• Exercise details:
Can you transcribe every line exactly and leave the pictures behind?

• Entries:
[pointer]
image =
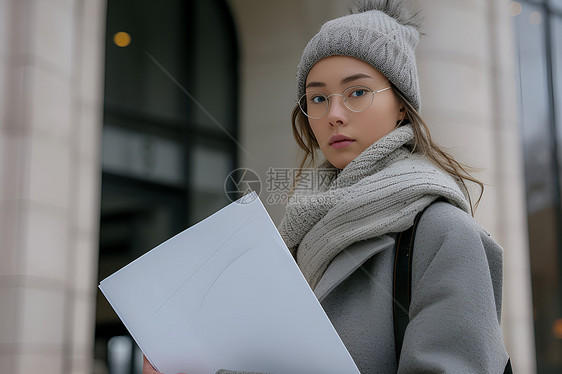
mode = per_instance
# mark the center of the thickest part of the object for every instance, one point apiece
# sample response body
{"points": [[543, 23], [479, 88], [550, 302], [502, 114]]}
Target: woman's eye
{"points": [[358, 93], [317, 99]]}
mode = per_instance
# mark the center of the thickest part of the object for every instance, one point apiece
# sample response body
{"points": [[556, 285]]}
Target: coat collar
{"points": [[349, 260]]}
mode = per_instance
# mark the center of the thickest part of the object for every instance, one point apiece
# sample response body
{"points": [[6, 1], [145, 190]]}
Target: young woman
{"points": [[358, 104]]}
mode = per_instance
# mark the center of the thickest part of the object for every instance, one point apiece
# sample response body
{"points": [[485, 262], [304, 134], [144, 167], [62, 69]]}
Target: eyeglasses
{"points": [[355, 98]]}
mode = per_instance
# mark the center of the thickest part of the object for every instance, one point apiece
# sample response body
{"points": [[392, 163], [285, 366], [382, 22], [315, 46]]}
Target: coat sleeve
{"points": [[456, 298]]}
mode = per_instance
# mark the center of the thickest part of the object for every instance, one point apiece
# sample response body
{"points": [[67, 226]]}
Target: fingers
{"points": [[147, 367]]}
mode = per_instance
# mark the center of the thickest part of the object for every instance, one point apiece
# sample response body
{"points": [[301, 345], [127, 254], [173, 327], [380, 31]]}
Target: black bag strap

• Result:
[pointer]
image =
mode = per_instance
# mark the center of the thickest part of the object for every instance, one point apiece
# sample response body
{"points": [[543, 23], [479, 88], [550, 302], [502, 114]]}
Target: woman's eye
{"points": [[358, 93], [317, 99]]}
mode = per_instance
# mark the center of the thickest part of the object for every instance, one point apiece
# sample response body
{"points": [[556, 285]]}
Target: coat collar
{"points": [[349, 260]]}
mode = per_instance
# mark the center of the thickest part of the object for every instance, one point apiece
# sample response body
{"points": [[6, 1], [145, 190]]}
Target: young woman
{"points": [[358, 104]]}
mode = per_instance
# mark the center of the thickest part of the object for every instance, one point apiece
# sample response body
{"points": [[485, 262], [304, 134], [144, 167], [62, 69]]}
Target: eyeglasses
{"points": [[355, 98]]}
mode = per_instance
# mark the center of the thickest part of the object for every instance, one point apiece
# sample response body
{"points": [[392, 163], [285, 366], [382, 22], [315, 46]]}
Target: coat sleeve
{"points": [[456, 298]]}
mode = per_instance
# mark the center of the thickest part of the object for every instance, one point apiece
# sample response body
{"points": [[67, 226]]}
Target: fingers
{"points": [[147, 367]]}
mode = per_instance
# mark the center of the thickest part of the object for every instance, one point apiece
# sample response body
{"points": [[301, 345], [127, 254], [173, 327], [380, 31]]}
Target: black bag strap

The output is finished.